Exercise text.
At least 37 states currently have laws on the books allowing for the involuntary detention and treatment of substance abusers who have not committed a crime. In some states, the legal bar for such detention is high, requiring that the person threaten to harm themselves or another person. In other instances, a police officer may detain a person if the officer has “reasonable cause” to believe the person is in need of involuntary treatment. The amount of time the person may be held also varies from a few days to up to 90 days. Supporters of these statutes argue that they are a necessary response to the rise in the number of Americans dying from both street and prescription drugs.
At the same time, an increasing number of states are now requiring some form of drug testing of public assistance recipients. According to the National Conference of State Legislatures, at least 15 states have passed some sort of legislation requiring drug testing or screening for public assistance applicants or recipients. At least another 20 have proposed bills that are in some stage of the legislative process. Some of these apply to all applicants while others require such testing only if there is a reason to believe the applicant is engaging in illegal drug activity or has a substance abuse disorder. As would be expected with these types of laws, many are facing some sort of court challenge, whether on the Federal or State level.
These laws all have in common a desire to save public funds and motivate those with substance abuse issues to go through some form of rehabilitation. Measuring how successful these programs are at achieving either or both these objectives depends to a great degree on how they work, who is doing the measuring, and how “success” is being defined.
Even if the politics of these programs are open for debate, the magnitude of the problem – and its impact on families, communities and the healthcare system – cannot be denied. Recent estimates are that at least 8 percent of the U.S. population has suffered at one point or another in their lives from substance abuse. Looking at the population of the U.S. on some sort of public assistance – which currently is estimated at around 20 percent and expanding – most studies show that this group does not necessarily have substance use or abuse levels higher than the general population. However, there are others that project that up to 20 percent of these recipients have used an illegal substance in the previous year.
These numbers are significant. Also significant is the impact of requiring even a small percentage of these individuals to participate in outpatient or inpatient treatment programs would have on the healthcare system.
According to the National Institutes of Health, there are some 14,500 specialized drug treatment facilities that provide a variety of services to persons with substance abuse disorders. Unfortunately, this capacity is not projected to be sufficient for the existing demand since, by some reports, there already aren’t enough treatment beds even for the people who want them. In fact, in some states there are waiting lists for treatment. Add to this group those who are compelled into treatment and the lack of capacity becomes even more critical.
Financial Impact on Health Care Providers
The anticipated demand created by involuntary treatment has the potential to make most health care providers’ precarious financial situations even worse if they are required by state authorities to provide these services to these individuals.

Exercise requirements. Carry the article on involuntary drug treatment and drug testing laws forward from its final sentence.

Data extract.
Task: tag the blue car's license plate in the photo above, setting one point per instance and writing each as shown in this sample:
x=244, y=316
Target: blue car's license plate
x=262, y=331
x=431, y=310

Task result.
There are three key areas hospital providers will need to carefully monitor and manage:
- Demand will strain already strapped resources: Typically, hospital reimbursement for these type of services is extremely low and made only after a hospital expends huge resources to obtain them from government and private payors. Most hospitals already operate on razor-thin margins of less than 3 percent, so increases in non-reimbursable expenses could wreak havoc on a provider’s balance sheet. Furthermore, while there is variation across facility type, the average hospital bed occupancy rate is approximately 67 percent. This does not leave much room for re-allocating inpatient beds to inpatient rehabilitation nor to dedicating additional space to outpatient care.
- Shortage of staff will create upward salary pressure: Current estimates are that by the year 2025 there will be extreme shortages of mental and substance abuse social workers; clinical and counselling psychologists; and psychiatrists. All of these fields play a role in substance abuse rehabilitation and counseling. As a result, achieving appropriate staffing levels could create greater demand for these professions. Until that demand is readily met, salaries could increase disproportionately, creating additional drag on sustainability.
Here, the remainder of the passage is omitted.